The task:
All lines of the following material must be written out exactly as they appear.

Source data:
▬▬▬▬▬▬

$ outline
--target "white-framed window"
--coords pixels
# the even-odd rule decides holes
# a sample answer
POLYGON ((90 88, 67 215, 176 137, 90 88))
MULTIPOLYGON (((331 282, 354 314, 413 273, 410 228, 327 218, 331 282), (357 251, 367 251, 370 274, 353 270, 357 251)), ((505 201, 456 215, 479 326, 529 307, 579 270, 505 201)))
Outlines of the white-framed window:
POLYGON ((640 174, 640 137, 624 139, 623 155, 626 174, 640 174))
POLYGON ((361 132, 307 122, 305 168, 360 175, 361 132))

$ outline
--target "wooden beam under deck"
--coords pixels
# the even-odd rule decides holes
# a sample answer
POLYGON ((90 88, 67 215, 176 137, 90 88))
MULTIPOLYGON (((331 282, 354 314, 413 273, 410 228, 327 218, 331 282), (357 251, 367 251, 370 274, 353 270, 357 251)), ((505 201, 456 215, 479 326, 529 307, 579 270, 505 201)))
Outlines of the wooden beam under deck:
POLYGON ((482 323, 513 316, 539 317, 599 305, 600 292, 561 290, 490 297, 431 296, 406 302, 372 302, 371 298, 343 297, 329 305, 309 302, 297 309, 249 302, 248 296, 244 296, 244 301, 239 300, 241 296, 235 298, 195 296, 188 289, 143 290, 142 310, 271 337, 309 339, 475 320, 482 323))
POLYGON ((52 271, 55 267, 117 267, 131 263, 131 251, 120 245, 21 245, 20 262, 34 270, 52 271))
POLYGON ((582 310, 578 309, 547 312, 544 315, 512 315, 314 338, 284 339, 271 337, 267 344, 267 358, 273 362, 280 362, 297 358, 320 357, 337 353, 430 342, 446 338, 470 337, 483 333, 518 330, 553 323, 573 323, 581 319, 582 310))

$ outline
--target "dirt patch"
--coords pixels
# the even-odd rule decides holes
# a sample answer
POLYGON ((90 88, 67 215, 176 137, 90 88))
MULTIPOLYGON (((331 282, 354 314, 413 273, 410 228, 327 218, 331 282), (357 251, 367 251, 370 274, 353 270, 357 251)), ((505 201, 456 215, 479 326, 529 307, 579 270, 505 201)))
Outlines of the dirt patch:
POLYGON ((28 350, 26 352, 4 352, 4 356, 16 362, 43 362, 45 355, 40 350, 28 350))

▬▬▬▬▬▬

Task result:
$ outline
--target "white-framed window"
--coords pixels
# the even-odd rule decides holes
# a sample answer
POLYGON ((90 88, 67 215, 176 137, 90 88))
MULTIPOLYGON (((331 282, 354 314, 413 273, 410 228, 327 218, 331 282), (357 251, 367 251, 370 274, 353 270, 357 251)), ((505 201, 456 215, 479 326, 529 307, 579 270, 505 201)))
Outlines of the white-framed window:
POLYGON ((640 174, 640 137, 624 139, 623 155, 626 174, 640 174))
POLYGON ((361 132, 307 122, 305 168, 360 175, 361 132))

$ outline
--target "wooden beam under deck"
--coords pixels
# the even-odd rule decides holes
# a sample answer
POLYGON ((90 88, 67 215, 176 137, 90 88))
MULTIPOLYGON (((331 282, 354 314, 413 273, 410 228, 327 218, 331 282), (357 251, 367 251, 370 274, 353 270, 357 251)), ((505 201, 456 215, 479 326, 529 307, 579 270, 505 201)))
Outlines of the wooden beam under deck:
POLYGON ((482 323, 513 316, 539 317, 599 305, 600 292, 561 290, 490 297, 431 296, 406 302, 372 302, 371 298, 343 297, 329 305, 309 302, 297 309, 249 302, 248 296, 244 296, 244 301, 239 300, 241 296, 235 298, 195 296, 188 289, 143 290, 142 310, 271 337, 309 339, 475 320, 482 323))
POLYGON ((52 271, 55 267, 117 267, 131 263, 131 251, 120 245, 21 245, 20 262, 34 270, 52 271))
POLYGON ((582 310, 578 309, 547 312, 544 315, 512 315, 314 338, 284 339, 271 337, 267 344, 267 358, 273 362, 280 362, 297 358, 320 357, 337 353, 430 342, 446 338, 470 337, 483 333, 518 330, 553 323, 573 323, 581 319, 582 310))

$ outline
--target "dirt patch"
--coords pixels
# the even-odd rule decides holes
# a sample answer
POLYGON ((90 88, 67 215, 176 137, 90 88))
MULTIPOLYGON (((331 282, 354 314, 413 273, 410 228, 327 218, 331 282), (357 251, 367 251, 370 274, 353 270, 357 251)), ((505 201, 456 215, 479 326, 529 307, 579 270, 505 201)))
Outlines of the dirt patch:
POLYGON ((28 350, 26 352, 4 352, 4 356, 16 362, 43 362, 45 355, 40 350, 28 350))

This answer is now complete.